Dear Editor,
One important source of low back pain (LBP) may be the facet joints (or zygapophyseal joints), mainly due to their inflammation, degenerative/arthritic changes, associated muscle disorders or repetitive injuries [1]. If there is a failure of the first line treatments (e.g., rest, analgesics and physical therapy), it is possible to perform a diagnostic infiltration: the lumbar medial branch block (LMBB). It consists of injecting local anaesthetics, sometimes with steroids, into the facet joint innervated by the medial branches of the posterior rami. If pain consecutively subsides, radiofrequency neurotomy can be performed with the aim of obtaining a more lasting result [2]. This technique produces a transient sensory block by heating of the innervating branches of the painful facet with rapidly oscillating current.
LMBB has been investigated over the years, and seems particularly interesting for the management of chronic LBP, with evidence of improvement of the Visual Analogue Pain Score, the Oswestry Disability Index and the Duke Activity Status Index scale [1, 3]. A recent prospective study showed that ultrasound (US)-guided LMBB performed in the transversal plane is as effective as fluoroscopy-guided LMBB (remaining the gold standard) and avoids the inherent irradiation [1].
In the same perspective of radiation protection, we are currently conducting a study at the Erasme Hospital (Belgium) (NCT05930236) to investigate the method described by Chang et al. [4], where a US-guided LMBB is performed in a longitudinal plane, which has the advantage of requiring only one puncture point (instead of three). We aim to test the feasibility of US-guided LMBB in caudal-cranial orientation. This involves injecting a contrast agent, concurrently to usual medication, in the facet joint, thus making it possible to ensure the right position of the needle by checking it under fluoroscopy. Moreover, this technique would, in theory, be faster and therefore would limit prone decubitus, which is often uncomfortable in the case of LBP.
Nowadays, LBP remains a real phy-sical, psychological, socio-economic and healthcare problem, affecting about 1 in 5 patients. The occurrence of chronic pain in as many as 45% of the cases is thought to be a result of peripheral and central sensitization, involving pathophysiological changes with dysregulation of the downward modulation of pain [5, 6]. The treatment of basic chronic LBP involves medication (analgesic/anti-inflammatory drugs), physiotherapy and mana-gement regarding the biopsychosocial model (BPS) [1].

GIVEN ENTRIES =>
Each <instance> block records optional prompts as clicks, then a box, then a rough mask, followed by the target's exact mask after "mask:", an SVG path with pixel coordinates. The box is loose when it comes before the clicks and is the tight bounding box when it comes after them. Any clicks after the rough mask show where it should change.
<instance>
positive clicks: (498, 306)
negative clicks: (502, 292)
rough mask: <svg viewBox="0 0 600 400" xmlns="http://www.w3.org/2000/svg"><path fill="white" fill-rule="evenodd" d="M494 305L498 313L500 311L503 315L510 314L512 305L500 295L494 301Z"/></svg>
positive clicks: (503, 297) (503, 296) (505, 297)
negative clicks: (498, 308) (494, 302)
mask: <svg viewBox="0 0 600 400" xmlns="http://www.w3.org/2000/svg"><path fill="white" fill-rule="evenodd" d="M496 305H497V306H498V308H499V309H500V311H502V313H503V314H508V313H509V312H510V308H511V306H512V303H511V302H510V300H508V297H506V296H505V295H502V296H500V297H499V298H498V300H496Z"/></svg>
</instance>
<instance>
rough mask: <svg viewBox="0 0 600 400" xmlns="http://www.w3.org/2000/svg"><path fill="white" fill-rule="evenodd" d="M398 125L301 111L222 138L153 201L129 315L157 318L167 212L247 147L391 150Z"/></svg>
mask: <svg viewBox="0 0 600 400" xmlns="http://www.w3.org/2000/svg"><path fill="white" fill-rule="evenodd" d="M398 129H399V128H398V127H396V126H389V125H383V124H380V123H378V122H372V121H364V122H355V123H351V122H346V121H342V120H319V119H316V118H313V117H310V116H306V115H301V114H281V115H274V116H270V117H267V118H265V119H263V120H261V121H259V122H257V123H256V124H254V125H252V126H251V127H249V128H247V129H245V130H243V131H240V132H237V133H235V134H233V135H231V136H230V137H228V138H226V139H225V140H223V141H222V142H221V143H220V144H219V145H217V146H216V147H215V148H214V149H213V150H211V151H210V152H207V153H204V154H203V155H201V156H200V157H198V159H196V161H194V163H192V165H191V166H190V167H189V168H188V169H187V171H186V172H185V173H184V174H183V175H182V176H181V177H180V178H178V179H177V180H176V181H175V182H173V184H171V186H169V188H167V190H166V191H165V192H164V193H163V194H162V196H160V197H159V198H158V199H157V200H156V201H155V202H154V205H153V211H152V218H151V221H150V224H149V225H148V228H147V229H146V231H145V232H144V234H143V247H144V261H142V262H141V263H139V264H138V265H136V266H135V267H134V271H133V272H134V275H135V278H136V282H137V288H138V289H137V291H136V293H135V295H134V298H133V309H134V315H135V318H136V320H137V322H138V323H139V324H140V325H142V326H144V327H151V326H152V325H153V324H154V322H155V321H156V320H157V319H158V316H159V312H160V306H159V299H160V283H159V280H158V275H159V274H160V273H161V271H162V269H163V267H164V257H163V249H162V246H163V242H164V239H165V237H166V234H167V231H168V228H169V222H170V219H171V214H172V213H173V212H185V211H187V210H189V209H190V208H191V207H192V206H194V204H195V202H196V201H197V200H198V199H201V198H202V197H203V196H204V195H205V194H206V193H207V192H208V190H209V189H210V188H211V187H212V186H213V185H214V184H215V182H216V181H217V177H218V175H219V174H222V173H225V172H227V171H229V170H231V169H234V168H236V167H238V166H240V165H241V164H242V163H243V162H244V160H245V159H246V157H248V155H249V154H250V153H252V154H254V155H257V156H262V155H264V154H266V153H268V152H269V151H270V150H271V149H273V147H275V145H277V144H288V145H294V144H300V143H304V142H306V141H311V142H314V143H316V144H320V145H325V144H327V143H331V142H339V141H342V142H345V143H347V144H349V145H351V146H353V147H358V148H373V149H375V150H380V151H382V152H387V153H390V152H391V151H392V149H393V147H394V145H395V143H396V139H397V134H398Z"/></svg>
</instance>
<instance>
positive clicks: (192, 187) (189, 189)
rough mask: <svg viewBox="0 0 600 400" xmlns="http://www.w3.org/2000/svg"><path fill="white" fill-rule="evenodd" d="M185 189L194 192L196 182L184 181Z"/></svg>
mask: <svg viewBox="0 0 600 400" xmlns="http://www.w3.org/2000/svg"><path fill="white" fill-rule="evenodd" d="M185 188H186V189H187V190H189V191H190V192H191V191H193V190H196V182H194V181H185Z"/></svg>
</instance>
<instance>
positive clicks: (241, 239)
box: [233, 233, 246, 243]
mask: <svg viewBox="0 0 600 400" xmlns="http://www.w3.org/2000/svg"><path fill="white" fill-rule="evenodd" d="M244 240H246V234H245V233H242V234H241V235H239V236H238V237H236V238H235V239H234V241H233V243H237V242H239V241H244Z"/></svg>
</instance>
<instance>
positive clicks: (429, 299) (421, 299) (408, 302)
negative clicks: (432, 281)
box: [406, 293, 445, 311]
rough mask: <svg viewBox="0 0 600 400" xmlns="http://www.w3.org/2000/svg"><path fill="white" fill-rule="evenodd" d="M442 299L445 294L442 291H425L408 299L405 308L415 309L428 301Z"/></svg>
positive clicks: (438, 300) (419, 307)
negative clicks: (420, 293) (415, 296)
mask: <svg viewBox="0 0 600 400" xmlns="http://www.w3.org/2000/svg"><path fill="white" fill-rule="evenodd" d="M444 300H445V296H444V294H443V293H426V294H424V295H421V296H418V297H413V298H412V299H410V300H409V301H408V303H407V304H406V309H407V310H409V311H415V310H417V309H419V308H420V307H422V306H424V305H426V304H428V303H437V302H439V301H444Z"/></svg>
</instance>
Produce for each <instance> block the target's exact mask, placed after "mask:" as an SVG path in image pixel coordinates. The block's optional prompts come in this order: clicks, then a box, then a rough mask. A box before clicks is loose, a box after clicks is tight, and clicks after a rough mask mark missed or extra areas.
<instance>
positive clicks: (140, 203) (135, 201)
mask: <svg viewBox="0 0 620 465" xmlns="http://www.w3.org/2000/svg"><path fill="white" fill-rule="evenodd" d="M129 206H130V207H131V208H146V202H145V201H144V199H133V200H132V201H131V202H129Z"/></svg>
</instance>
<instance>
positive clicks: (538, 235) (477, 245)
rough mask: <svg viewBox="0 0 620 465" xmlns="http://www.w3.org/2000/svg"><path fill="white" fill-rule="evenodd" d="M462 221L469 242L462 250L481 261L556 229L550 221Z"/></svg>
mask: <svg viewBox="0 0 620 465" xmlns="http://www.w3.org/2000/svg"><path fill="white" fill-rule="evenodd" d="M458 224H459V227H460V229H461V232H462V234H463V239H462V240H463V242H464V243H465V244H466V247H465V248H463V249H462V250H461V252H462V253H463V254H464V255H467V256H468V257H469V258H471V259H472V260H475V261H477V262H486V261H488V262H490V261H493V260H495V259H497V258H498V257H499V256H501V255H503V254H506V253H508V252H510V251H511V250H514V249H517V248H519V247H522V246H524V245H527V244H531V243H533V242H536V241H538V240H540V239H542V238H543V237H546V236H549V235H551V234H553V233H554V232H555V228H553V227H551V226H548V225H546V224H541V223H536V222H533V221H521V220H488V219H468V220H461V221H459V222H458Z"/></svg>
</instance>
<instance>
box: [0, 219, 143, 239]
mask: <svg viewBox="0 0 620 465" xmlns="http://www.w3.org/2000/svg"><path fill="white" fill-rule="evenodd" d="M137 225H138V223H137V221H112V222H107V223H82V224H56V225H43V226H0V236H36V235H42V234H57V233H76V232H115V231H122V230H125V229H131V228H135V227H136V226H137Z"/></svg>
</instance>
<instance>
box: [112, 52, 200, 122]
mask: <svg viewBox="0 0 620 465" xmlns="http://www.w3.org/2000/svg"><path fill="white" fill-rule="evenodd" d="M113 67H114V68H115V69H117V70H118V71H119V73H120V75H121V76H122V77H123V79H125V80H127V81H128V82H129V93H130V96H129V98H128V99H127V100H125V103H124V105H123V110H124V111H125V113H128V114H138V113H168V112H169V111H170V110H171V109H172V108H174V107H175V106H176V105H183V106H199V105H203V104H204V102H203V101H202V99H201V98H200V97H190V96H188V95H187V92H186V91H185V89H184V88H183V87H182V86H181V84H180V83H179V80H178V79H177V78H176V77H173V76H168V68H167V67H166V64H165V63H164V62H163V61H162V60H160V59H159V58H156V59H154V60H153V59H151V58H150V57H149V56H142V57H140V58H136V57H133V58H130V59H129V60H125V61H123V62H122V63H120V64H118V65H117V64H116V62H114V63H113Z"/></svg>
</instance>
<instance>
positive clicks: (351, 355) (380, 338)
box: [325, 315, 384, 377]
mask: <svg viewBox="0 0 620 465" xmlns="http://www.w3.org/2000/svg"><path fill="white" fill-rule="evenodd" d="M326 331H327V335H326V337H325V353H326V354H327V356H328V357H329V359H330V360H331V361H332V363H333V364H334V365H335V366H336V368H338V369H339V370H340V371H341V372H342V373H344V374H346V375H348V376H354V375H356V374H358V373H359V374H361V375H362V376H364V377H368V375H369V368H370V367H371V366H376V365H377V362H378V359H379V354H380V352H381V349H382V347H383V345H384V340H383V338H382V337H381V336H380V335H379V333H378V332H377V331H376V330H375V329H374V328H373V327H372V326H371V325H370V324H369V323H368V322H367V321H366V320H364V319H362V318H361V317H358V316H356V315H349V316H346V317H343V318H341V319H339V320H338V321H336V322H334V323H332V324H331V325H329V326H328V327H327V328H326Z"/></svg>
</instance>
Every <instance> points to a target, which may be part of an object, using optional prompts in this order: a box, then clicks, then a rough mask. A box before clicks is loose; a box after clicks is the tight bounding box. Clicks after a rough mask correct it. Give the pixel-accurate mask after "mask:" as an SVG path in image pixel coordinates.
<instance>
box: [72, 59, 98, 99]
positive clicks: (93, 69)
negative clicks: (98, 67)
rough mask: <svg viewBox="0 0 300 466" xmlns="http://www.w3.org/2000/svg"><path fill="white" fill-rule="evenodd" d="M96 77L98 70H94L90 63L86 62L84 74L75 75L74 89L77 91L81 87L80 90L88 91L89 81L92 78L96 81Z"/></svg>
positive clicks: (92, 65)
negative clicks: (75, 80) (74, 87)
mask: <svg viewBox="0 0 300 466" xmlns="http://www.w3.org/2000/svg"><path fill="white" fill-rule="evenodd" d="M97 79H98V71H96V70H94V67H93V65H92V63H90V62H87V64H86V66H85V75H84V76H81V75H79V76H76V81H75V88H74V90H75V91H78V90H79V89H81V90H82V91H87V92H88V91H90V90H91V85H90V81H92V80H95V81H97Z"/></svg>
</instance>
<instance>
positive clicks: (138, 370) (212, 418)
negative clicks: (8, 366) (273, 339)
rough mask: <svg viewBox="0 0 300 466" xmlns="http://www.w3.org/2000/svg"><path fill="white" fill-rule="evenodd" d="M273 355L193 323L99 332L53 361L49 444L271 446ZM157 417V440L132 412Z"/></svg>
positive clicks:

PROBLEM TO SOLVE => Translate this sentence from the letter on low back pain into French: "This technique produces a transient sensory block by heating of the innervating branches of the painful facet with rapidly oscillating current." The records are separate material with no connection to the letter on low back pain.

COMPLETED EXERCISE => Cette technique produit un bloc sensitif transitoire par le chauffage des branches innervant la facette douloureuse au moyen d'un courant oscillant rapidement.